## BEGIN EXERCISE DATA
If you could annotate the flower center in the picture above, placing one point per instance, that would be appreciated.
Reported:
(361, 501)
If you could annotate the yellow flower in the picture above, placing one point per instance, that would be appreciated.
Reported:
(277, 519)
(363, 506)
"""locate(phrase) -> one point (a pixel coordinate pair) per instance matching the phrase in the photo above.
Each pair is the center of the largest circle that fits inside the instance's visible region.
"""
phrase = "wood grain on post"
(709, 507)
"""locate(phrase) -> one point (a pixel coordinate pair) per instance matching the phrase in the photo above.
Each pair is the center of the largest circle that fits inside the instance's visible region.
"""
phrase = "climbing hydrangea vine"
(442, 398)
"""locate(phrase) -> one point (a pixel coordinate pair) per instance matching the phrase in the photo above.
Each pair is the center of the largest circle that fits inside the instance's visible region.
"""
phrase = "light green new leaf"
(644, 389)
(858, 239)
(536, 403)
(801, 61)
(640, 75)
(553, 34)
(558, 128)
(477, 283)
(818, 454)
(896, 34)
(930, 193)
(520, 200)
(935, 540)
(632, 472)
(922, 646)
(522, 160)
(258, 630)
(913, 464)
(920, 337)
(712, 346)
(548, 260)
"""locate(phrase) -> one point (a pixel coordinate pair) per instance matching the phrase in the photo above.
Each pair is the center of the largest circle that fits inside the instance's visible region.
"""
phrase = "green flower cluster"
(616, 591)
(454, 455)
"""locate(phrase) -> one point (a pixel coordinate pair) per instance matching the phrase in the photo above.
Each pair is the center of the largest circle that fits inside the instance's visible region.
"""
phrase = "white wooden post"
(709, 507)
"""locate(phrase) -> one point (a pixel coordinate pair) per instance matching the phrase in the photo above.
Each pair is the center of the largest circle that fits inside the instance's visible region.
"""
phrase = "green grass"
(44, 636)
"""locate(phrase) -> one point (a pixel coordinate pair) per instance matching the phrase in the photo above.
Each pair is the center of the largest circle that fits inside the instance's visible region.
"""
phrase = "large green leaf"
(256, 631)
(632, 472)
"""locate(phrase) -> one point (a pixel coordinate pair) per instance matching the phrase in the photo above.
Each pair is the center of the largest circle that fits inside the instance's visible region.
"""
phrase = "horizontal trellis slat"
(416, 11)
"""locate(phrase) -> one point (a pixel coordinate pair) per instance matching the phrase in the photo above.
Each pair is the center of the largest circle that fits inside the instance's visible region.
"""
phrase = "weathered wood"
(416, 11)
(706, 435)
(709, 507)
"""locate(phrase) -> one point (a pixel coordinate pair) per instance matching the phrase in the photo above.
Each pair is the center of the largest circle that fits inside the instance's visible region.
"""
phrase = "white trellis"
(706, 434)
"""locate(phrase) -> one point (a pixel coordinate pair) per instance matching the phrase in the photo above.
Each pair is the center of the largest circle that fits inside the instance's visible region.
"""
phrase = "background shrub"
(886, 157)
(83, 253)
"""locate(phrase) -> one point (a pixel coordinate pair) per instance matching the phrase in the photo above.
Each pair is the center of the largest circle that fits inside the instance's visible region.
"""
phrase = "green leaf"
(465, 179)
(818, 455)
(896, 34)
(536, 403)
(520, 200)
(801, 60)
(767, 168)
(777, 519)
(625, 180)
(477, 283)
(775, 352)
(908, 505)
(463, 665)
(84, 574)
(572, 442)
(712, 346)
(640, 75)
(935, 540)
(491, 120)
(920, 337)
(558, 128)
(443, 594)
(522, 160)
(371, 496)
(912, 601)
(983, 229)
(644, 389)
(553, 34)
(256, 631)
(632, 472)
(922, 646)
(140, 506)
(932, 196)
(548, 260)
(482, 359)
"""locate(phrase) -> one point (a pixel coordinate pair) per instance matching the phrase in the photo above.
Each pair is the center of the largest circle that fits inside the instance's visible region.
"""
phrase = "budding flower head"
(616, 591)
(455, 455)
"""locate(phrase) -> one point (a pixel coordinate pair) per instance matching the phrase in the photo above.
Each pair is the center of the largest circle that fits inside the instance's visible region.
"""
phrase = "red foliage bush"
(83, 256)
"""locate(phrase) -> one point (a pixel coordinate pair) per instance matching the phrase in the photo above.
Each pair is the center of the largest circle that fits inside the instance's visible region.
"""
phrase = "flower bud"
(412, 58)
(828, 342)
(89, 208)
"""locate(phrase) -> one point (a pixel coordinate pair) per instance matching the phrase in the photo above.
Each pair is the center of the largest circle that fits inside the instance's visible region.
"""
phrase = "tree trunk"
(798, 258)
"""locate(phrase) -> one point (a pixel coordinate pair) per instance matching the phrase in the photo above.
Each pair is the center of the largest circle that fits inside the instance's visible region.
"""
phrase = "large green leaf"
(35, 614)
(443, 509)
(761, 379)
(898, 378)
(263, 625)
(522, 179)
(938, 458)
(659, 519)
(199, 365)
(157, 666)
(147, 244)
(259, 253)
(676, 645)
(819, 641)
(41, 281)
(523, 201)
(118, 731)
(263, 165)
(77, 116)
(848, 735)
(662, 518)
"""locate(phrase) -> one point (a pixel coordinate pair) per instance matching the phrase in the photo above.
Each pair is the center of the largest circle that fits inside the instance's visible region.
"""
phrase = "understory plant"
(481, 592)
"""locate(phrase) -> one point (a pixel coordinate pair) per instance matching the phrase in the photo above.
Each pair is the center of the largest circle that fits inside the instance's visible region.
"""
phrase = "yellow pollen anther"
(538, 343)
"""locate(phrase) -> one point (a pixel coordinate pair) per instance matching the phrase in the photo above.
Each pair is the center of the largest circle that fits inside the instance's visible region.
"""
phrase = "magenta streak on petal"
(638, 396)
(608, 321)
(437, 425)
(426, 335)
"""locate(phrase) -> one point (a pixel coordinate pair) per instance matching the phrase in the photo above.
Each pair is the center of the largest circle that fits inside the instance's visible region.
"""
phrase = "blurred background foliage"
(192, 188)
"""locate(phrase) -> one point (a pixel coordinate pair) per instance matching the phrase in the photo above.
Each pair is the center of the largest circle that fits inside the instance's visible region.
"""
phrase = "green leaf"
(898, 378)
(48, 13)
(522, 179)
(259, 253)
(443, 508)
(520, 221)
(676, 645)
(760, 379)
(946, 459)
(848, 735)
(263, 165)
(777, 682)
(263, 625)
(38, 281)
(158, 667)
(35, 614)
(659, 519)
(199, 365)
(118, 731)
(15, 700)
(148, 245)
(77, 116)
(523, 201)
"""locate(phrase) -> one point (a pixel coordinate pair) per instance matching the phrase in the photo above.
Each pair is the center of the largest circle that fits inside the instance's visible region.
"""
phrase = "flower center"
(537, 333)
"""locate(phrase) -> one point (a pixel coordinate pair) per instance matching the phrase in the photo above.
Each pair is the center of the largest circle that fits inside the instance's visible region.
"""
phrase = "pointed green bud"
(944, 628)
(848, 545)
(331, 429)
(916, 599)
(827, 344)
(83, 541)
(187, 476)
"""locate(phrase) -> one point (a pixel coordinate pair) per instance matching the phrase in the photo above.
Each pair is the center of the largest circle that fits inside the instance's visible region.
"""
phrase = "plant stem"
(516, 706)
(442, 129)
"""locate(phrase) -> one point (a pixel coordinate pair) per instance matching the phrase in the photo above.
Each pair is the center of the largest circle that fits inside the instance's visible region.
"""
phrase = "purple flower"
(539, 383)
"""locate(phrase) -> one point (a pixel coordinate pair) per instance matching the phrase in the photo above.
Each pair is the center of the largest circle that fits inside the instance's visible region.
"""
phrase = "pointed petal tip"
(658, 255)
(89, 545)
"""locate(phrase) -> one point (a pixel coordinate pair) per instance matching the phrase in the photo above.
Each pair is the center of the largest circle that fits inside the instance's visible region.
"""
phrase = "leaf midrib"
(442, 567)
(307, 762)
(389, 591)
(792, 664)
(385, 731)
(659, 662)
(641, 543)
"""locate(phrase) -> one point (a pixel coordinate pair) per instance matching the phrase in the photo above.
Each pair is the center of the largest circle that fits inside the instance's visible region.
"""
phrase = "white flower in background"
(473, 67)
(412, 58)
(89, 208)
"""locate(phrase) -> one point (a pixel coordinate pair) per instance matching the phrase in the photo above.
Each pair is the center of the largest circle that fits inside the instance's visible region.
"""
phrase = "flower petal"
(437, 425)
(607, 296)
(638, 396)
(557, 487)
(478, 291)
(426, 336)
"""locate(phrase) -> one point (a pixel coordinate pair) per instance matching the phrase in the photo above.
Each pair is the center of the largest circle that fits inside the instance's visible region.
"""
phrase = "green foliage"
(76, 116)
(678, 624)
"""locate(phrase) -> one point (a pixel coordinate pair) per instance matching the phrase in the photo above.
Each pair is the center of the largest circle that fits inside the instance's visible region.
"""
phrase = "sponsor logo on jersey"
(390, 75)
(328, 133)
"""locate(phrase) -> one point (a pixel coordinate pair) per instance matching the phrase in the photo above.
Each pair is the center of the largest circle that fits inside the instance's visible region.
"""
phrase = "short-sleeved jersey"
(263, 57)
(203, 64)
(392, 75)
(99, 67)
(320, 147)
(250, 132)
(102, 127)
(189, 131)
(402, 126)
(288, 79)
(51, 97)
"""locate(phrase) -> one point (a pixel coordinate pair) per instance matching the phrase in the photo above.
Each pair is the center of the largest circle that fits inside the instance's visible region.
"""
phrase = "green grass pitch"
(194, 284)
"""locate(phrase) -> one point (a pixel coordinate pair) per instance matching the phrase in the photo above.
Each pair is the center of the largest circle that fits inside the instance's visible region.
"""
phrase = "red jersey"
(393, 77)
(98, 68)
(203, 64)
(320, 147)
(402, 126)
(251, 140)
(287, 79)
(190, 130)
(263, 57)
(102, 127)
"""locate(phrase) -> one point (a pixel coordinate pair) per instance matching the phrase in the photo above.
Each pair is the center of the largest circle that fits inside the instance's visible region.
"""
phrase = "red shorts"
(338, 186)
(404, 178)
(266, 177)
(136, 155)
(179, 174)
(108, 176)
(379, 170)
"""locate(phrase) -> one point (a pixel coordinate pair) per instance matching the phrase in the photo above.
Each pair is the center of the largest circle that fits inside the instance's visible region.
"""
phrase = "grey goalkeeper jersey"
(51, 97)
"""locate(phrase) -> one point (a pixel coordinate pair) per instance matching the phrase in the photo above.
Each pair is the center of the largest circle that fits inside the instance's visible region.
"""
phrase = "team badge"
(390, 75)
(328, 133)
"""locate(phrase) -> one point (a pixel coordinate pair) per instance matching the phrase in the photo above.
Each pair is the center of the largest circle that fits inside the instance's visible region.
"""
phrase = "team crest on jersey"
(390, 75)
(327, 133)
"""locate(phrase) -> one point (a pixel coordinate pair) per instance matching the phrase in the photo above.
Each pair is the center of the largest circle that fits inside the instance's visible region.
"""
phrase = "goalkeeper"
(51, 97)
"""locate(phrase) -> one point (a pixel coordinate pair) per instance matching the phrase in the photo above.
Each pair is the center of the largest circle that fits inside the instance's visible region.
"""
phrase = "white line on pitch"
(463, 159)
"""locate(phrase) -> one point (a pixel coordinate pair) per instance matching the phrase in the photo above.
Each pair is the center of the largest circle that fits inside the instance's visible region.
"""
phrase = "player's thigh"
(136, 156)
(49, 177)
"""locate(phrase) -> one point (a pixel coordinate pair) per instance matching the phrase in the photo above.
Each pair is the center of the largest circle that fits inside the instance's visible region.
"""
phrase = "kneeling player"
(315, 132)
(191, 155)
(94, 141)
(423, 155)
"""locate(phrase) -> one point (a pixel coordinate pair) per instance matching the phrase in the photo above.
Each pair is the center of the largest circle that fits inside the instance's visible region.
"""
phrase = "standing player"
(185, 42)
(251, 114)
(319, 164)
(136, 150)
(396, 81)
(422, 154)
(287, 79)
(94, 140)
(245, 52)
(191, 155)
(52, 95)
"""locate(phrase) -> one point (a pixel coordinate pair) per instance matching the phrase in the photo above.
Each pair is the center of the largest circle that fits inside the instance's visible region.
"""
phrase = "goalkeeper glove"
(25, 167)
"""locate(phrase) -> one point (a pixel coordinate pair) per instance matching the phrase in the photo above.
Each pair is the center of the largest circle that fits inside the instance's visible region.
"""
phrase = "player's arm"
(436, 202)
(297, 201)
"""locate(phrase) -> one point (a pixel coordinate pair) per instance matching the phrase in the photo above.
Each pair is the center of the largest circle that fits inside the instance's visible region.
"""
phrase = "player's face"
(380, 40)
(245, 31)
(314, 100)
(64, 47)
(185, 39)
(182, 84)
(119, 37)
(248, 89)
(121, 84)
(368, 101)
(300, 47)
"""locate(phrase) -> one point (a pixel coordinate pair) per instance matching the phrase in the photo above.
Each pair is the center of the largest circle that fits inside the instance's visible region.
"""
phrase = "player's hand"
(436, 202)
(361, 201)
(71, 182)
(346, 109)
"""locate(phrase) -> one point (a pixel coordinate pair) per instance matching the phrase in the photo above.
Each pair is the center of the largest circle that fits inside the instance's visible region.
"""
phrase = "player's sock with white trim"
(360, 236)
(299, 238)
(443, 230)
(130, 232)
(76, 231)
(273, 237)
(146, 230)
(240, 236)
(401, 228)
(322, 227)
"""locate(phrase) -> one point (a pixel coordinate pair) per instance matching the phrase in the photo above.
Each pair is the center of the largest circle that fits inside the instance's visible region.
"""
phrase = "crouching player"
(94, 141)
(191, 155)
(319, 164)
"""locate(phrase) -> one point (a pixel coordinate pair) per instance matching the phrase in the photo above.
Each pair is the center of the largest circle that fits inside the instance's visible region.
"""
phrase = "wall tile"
## END EXERCISE DATA
▸ **TO DO**:
Pull out every line in the records above that contains the word "would".

▸ **REPLY TO THE TASK**:
If you could annotate the flower center in the picture above, placing one point per instance, that would be appreciated.
If you could annotate the yellow flower in the picture above, placing one point per instance, that would be appreciated.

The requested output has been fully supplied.